_PROBLEM STATEMENT_
Scan each line of the records for the word "shoulder" and extract the ones that have it.

_DATASET EXTRACT_
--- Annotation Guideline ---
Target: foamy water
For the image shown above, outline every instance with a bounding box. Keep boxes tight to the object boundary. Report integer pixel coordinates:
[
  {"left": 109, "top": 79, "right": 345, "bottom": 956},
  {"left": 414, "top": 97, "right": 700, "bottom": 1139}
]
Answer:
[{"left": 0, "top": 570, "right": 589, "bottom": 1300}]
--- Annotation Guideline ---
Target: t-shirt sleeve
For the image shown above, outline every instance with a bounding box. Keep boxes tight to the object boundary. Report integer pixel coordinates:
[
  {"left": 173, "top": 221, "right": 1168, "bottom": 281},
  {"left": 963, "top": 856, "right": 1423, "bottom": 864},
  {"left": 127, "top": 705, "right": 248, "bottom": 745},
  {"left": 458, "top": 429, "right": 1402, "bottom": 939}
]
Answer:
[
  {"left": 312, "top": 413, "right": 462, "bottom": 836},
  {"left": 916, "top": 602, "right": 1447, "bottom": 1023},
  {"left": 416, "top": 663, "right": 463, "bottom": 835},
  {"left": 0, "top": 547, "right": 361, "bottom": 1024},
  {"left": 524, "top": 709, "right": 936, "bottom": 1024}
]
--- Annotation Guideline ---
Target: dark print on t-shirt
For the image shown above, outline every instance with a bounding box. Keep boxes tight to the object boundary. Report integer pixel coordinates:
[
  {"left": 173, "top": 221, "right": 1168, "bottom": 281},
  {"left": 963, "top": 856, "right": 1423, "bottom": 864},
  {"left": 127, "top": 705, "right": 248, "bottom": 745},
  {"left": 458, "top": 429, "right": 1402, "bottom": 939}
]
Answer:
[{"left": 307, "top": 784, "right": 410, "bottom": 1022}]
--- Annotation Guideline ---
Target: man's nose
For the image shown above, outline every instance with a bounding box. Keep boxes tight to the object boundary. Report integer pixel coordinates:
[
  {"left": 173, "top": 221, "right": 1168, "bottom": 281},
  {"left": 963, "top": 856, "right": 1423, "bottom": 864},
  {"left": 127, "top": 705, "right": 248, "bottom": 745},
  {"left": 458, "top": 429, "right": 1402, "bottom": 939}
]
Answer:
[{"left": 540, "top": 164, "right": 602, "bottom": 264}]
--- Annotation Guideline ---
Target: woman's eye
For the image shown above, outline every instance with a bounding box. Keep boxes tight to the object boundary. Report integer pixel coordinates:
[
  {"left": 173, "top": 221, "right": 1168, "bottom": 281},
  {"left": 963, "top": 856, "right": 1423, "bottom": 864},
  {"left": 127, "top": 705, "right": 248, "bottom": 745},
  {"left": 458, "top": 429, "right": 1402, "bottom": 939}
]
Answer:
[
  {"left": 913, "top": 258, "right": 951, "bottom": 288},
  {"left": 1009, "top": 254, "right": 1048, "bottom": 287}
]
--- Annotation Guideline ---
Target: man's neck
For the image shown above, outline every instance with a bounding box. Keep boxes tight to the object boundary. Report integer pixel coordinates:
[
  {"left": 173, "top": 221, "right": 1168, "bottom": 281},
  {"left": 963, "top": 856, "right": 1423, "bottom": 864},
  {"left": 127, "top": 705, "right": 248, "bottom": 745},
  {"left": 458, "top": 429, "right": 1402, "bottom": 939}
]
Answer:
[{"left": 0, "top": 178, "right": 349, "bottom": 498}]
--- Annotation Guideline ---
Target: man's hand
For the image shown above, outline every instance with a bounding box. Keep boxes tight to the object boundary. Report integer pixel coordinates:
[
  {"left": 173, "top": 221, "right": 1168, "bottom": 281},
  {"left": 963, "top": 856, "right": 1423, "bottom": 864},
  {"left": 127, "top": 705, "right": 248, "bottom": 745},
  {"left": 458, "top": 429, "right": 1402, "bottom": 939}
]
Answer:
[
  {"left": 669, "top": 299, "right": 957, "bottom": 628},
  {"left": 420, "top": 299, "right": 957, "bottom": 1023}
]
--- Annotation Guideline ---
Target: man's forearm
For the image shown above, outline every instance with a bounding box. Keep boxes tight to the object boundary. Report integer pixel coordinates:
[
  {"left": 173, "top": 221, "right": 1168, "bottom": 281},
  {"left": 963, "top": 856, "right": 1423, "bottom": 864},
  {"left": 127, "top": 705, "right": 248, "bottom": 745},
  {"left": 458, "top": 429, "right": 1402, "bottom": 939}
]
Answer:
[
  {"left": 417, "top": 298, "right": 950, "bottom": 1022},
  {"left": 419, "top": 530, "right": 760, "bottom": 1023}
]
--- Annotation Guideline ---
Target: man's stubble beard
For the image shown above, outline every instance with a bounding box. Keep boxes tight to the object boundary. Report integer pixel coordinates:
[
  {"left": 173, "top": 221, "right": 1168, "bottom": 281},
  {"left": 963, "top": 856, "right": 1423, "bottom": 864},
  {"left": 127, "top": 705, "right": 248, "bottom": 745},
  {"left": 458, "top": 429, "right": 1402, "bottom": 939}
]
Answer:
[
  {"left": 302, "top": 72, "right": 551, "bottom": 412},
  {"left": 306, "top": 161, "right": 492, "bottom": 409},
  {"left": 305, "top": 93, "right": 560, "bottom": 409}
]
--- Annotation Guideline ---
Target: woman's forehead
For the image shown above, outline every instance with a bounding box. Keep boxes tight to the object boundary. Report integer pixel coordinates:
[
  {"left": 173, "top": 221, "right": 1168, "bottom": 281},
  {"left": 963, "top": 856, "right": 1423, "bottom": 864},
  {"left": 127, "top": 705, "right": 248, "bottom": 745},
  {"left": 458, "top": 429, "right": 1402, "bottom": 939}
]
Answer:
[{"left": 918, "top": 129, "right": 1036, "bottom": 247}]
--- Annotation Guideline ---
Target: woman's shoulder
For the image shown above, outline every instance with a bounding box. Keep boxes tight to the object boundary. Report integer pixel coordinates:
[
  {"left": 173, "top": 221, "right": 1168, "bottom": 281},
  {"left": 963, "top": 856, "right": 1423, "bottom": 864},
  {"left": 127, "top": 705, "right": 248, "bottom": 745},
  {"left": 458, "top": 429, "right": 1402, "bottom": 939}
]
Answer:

--

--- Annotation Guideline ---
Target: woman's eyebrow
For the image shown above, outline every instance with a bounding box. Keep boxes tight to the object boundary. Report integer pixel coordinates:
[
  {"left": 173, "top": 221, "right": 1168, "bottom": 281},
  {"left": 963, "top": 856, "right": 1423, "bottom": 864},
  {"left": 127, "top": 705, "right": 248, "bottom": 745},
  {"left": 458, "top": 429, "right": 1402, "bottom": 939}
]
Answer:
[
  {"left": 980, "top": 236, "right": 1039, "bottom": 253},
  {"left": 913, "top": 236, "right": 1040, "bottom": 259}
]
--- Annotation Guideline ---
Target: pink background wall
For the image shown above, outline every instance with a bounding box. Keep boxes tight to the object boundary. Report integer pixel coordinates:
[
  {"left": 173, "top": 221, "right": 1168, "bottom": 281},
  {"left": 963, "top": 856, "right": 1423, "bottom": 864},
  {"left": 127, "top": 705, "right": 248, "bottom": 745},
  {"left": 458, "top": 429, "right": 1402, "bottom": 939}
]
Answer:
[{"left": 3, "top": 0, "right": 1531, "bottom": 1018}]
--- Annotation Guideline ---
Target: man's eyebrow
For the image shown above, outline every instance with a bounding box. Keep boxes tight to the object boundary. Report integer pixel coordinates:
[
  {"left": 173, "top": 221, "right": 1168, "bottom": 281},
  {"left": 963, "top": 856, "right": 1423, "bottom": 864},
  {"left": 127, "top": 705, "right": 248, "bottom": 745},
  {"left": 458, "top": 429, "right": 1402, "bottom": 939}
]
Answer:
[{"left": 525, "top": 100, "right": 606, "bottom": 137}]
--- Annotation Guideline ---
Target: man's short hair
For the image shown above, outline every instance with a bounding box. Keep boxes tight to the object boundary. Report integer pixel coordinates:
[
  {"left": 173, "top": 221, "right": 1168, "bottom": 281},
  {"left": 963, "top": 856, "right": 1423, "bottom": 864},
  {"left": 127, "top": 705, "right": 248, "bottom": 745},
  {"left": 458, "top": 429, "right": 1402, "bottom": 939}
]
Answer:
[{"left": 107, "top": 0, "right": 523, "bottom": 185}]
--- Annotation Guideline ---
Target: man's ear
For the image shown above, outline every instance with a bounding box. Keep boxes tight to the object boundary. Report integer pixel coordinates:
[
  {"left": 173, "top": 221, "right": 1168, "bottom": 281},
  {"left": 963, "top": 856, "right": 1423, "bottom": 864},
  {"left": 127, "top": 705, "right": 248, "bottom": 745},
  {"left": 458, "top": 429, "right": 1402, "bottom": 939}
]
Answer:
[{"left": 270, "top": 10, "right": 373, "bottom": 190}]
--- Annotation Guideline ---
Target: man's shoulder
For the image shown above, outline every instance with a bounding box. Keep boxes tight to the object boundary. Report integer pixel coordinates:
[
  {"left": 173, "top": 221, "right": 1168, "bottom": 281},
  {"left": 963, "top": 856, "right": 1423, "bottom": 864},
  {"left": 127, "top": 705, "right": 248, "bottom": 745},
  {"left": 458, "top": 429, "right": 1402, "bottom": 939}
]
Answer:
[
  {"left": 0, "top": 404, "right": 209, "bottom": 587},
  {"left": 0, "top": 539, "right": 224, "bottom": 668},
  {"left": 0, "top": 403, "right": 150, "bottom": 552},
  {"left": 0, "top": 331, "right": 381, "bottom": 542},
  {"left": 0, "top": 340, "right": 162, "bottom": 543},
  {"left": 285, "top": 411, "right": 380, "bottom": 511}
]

--

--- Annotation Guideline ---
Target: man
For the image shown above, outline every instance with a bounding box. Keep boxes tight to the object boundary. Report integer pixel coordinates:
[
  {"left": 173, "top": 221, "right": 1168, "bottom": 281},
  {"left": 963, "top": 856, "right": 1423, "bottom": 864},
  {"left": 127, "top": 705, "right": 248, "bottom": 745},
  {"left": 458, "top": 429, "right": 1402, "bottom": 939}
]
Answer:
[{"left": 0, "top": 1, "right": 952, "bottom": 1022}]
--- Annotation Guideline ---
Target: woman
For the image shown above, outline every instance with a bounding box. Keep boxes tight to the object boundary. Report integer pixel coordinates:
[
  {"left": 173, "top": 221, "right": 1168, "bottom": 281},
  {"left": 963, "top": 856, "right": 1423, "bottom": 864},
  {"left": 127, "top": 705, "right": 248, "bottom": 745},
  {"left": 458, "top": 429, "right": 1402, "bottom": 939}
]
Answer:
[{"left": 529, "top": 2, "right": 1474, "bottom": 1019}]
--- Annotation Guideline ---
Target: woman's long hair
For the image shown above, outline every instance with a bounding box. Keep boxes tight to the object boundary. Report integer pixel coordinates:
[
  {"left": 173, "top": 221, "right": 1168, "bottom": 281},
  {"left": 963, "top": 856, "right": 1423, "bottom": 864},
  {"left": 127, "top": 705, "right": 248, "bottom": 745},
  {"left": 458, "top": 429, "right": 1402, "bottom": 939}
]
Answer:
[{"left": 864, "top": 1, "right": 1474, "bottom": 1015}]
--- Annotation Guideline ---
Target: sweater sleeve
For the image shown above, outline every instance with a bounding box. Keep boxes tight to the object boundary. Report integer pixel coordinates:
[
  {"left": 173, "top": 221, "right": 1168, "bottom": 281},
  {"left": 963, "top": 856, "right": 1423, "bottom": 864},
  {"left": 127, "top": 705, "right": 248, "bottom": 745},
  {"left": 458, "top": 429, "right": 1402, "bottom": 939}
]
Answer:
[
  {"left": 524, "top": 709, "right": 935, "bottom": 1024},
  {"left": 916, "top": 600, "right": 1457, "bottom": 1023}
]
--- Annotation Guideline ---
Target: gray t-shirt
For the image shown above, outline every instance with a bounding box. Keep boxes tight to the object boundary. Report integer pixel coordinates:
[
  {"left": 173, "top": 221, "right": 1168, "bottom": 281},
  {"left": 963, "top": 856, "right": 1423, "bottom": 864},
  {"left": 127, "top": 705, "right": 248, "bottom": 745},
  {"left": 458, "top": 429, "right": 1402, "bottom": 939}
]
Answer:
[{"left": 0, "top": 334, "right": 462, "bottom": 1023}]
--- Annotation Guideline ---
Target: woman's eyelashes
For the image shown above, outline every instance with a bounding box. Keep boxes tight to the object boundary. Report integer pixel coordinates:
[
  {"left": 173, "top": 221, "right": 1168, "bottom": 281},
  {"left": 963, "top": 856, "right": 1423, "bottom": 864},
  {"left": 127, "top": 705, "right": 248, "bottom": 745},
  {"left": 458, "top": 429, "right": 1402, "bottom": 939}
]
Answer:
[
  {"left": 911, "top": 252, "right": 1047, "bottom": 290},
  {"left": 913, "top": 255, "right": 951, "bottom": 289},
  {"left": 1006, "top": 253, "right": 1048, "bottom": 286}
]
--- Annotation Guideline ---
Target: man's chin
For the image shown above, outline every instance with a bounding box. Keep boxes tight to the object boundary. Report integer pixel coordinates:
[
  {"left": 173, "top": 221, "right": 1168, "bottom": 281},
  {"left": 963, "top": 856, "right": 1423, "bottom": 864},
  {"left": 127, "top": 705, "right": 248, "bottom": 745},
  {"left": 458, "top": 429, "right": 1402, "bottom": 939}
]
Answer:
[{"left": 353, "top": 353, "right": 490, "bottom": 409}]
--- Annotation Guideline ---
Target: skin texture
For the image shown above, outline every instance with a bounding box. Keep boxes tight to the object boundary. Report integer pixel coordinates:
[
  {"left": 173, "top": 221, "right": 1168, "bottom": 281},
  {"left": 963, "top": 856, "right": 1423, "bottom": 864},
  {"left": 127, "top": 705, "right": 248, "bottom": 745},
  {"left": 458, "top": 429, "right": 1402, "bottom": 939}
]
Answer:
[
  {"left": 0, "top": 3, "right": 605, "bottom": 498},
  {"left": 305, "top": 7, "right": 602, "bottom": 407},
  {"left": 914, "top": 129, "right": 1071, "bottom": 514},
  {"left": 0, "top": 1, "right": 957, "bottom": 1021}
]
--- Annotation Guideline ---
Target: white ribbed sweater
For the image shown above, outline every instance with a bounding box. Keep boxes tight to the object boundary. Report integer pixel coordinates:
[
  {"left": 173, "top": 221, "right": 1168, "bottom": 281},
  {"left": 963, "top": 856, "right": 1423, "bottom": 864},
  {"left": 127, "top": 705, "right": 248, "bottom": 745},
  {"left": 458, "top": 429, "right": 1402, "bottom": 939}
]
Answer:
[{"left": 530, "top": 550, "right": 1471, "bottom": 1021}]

_ANSWER FOR THE TASK_
Target: woman's shoulder
Target: man's shoulder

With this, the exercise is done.